Source information Start Marker
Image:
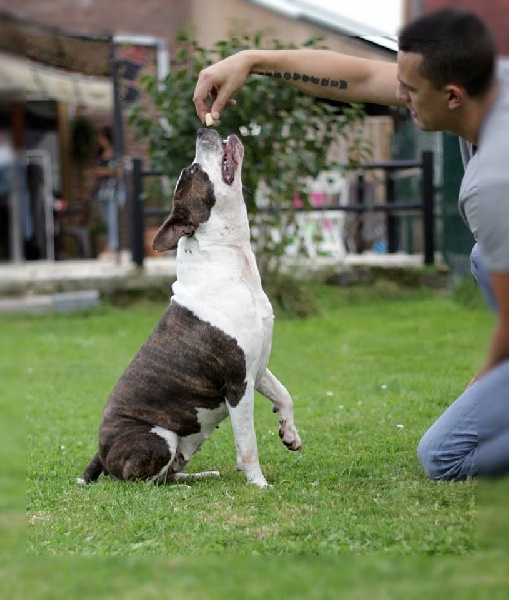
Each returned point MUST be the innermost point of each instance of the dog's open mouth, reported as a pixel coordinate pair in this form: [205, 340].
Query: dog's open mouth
[232, 152]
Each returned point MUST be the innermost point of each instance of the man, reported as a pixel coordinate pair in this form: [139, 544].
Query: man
[445, 75]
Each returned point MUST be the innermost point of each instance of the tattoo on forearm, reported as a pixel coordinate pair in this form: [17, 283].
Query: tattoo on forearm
[321, 81]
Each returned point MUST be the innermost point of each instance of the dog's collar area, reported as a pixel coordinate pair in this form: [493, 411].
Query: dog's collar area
[230, 158]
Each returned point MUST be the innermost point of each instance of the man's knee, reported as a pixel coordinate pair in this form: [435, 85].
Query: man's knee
[442, 463]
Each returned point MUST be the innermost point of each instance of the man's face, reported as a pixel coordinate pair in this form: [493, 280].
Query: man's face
[428, 106]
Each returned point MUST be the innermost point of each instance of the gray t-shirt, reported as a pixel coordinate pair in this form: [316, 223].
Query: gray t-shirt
[484, 192]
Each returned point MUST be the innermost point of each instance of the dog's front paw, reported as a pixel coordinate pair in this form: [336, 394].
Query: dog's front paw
[289, 436]
[260, 482]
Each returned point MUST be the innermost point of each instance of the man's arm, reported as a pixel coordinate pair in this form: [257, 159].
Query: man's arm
[499, 346]
[321, 73]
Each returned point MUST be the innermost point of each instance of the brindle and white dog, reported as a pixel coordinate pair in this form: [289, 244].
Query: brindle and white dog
[209, 352]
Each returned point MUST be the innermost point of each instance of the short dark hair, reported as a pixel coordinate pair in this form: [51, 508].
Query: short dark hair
[457, 47]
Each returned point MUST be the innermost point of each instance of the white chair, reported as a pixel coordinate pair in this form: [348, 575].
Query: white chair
[321, 230]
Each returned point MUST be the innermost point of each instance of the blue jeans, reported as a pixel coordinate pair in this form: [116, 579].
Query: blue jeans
[471, 438]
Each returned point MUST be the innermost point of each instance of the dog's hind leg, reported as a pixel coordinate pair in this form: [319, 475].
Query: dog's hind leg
[94, 469]
[242, 419]
[282, 404]
[141, 454]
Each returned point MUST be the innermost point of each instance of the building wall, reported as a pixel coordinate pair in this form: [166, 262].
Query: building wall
[210, 20]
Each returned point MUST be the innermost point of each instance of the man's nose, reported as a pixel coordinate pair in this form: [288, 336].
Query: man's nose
[401, 93]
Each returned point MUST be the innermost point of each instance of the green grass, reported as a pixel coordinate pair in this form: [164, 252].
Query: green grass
[367, 376]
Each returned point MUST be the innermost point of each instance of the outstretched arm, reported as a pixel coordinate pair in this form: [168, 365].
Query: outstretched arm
[321, 73]
[499, 347]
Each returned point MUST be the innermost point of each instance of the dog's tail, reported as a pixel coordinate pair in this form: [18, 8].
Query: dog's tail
[92, 472]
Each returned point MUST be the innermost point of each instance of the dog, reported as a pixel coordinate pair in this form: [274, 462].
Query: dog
[209, 352]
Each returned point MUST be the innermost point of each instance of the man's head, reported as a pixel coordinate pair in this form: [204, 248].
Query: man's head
[445, 59]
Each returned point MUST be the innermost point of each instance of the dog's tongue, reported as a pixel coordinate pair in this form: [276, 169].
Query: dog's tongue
[228, 167]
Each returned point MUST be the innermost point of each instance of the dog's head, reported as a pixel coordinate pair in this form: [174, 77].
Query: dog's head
[214, 176]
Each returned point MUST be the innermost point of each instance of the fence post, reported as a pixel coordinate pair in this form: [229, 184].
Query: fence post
[359, 217]
[390, 219]
[136, 220]
[428, 208]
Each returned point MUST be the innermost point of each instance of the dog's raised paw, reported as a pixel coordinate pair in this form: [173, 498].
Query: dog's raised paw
[290, 437]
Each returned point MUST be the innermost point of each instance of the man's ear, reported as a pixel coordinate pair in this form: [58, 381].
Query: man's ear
[455, 96]
[170, 233]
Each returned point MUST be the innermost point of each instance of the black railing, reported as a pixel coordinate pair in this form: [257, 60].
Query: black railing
[392, 208]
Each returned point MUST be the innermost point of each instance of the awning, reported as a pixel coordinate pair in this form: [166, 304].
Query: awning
[41, 61]
[34, 81]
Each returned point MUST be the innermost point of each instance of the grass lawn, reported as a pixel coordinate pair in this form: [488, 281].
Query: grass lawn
[367, 376]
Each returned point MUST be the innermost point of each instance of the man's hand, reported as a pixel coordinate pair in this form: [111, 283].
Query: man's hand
[217, 83]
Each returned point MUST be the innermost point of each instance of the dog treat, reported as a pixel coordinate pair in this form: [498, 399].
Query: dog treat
[209, 120]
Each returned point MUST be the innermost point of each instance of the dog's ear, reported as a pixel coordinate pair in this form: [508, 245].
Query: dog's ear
[170, 233]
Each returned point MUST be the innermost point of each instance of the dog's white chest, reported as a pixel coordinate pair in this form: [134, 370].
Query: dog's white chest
[222, 287]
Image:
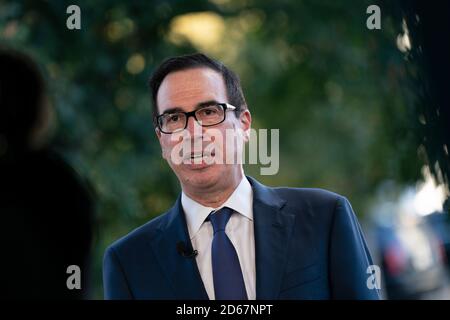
Source information End Marker
● **Problem requirements**: Write out the data in full and exactly as given, though without the images.

● **Answer section**:
Image:
Each returned point MUST be the innermost point of each instance of the dog's open mouth, reported as a pixel coordinate pair in this form: [205, 340].
Query: dog's open mouth
[232, 152]
Each returned point MUST be the innermost point of each instance of the man, reported as a pixel coordinate pair in this form: [139, 544].
Query: man
[445, 75]
Each returned point MUST be the innermost point of each instance of the tattoo on forearm, reported as a pixel coordinate pair in this form: [17, 283].
Query: tattoo on forearm
[321, 81]
Each returned point MUST be the innermost point of each instance of the dog's collar area, reported as a pixel coordinate pair in this form: [493, 411].
Query: dog's collar area
[230, 158]
Each returned point MUST be the innermost point of each instance of the man's knee, reported as a pixel coordinate pair in this form: [435, 85].
Query: man's knee
[442, 463]
Each returned point MUST be the innermost point of each instance of the man's face, reported as a pixel coordinate pair in this form: [493, 280].
Query: man's face
[428, 106]
Each returned point MUST be the innermost point of each instance of the gray t-shirt, reported as a pixel coordinate pair in this form: [316, 223].
Query: gray t-shirt
[484, 192]
Each returned point MUST be the innermost point of each instance of the dog's front paw, reported as a pixel coordinate pair in this form: [336, 394].
Query: dog's front paw
[289, 436]
[260, 482]
Each returned point MUST be the innermost point of each instance of the man's arm, reported as a pixel coordinate pair in this form: [257, 159].
Query: man's arm
[499, 346]
[321, 73]
Each returned point MUST be the innermost point of each instance of the brindle and white dog, reported as a pixel coordinate pair in this form: [289, 244].
Query: brindle and white dog
[209, 352]
Each returned point MUST be the innermost point of each instance of the short dark hair, reported as a pixel coordinate pair in this form: [51, 508].
Query: short dark hair
[457, 47]
Each returned point MUST be the innermost point of each instance of the white chair, reported as a pixel coordinate pair in this form: [348, 575].
Query: white chair
[321, 230]
Each returned point MUST be the innermost point of each instance of the blue jeans, reported as a pixel coordinate pair in this form: [116, 579].
Query: blue jeans
[471, 438]
Each returned point MUST be the innermost point of each instance of the dog's hind leg, reported as a pixel coordinate pair in this form: [319, 475].
Query: dog's hind leg
[94, 469]
[242, 419]
[282, 404]
[141, 454]
Each returned point MUST be the innermost point of each instance of the building wall, reported as a pixel coordinate pair in this form: [166, 262].
Query: building wall
[210, 20]
Each returned point MUST be the innermost point of each instance of the man's nose, reported as a pixel coordinate pair in this form: [288, 336].
Query: man's nose
[401, 93]
Each returned point MUST be the innermost point of each instance of the green grass, reported as a pixel coordinate pair in this form: [164, 252].
Query: green grass
[367, 376]
Each returned point MUST be the innermost point of each instance of the outstretched arm, reported as a pixel coordinate pair in this form: [168, 365].
Query: outstretched arm
[321, 73]
[499, 347]
Each returned point MUST be the innermost point of each instance of the dog's tail, reported as a pixel coordinate pair in this form: [18, 8].
Query: dog's tail
[92, 472]
Each returned point MUST be the innermost point of each instance of the dog, reported as a pixel coordinate pair in this form: [274, 462].
Query: dog
[209, 352]
Each returned point MUST be the innermost point of each instance of the man's head, reported as a pixel coordinate pair in this form: [204, 248].
Query: man's head
[445, 59]
Each returned point MUST be the innermost point of each instance of the dog's tongue, reported as a pixel coordinate pair in this form: [276, 169].
Query: dog's tongue
[228, 167]
Each returned point MUST be the innermost point of each instance of the dog's head, reported as a pixel coordinate pair in this form: [174, 77].
Query: dog's head
[214, 176]
Each returned point MUST be the innermost point of each instance of the fence post, reported as a pixel coordinate pair in this form: [229, 184].
Query: fence post
[359, 217]
[390, 219]
[136, 220]
[428, 208]
Each returned point MUST be the innermost point of each instance of the dog's raised paw, reported as a pixel coordinate pair in this form: [173, 498].
Query: dog's raised paw
[290, 437]
Each returned point MUST be the innermost point of each instance of the man's ear, reported as a pixel coordinate pair in this form: [58, 381].
Query: man's ear
[455, 96]
[170, 233]
Each returned point MUST be the innermost point of each instance of the black railing, reported as a pixel coordinate pair in this form: [257, 60].
Query: black railing
[392, 208]
Each returned point MUST be the innermost point of each instance of the awning, reported as a pixel coordinate pair in this form: [166, 304].
Query: awning
[41, 61]
[34, 81]
Each returned point MUST be the innermost point of each instance of the grass lawn, reported as a pixel coordinate pair in this form: [488, 281].
Query: grass lawn
[367, 376]
Each returned point MUST be the innermost point of each instance of the man's hand, reported as a pixel coordinate pair in this form: [111, 283].
Query: man's hand
[217, 83]
Each returned point MUST be the innermost point of each instance of the dog treat, reported as a pixel coordinate pair in this form: [498, 399].
Query: dog treat
[209, 120]
Each returned point MUST be the innermost point of each instance of the dog's ear, reported as a pixel coordinate pair in this form: [508, 245].
Query: dog's ear
[170, 233]
Each returned point MUST be the innermost point of each instance of the dog's white chest, reported as a pixel coordinate pair in this form: [134, 370].
Query: dog's white chest
[222, 287]
Image:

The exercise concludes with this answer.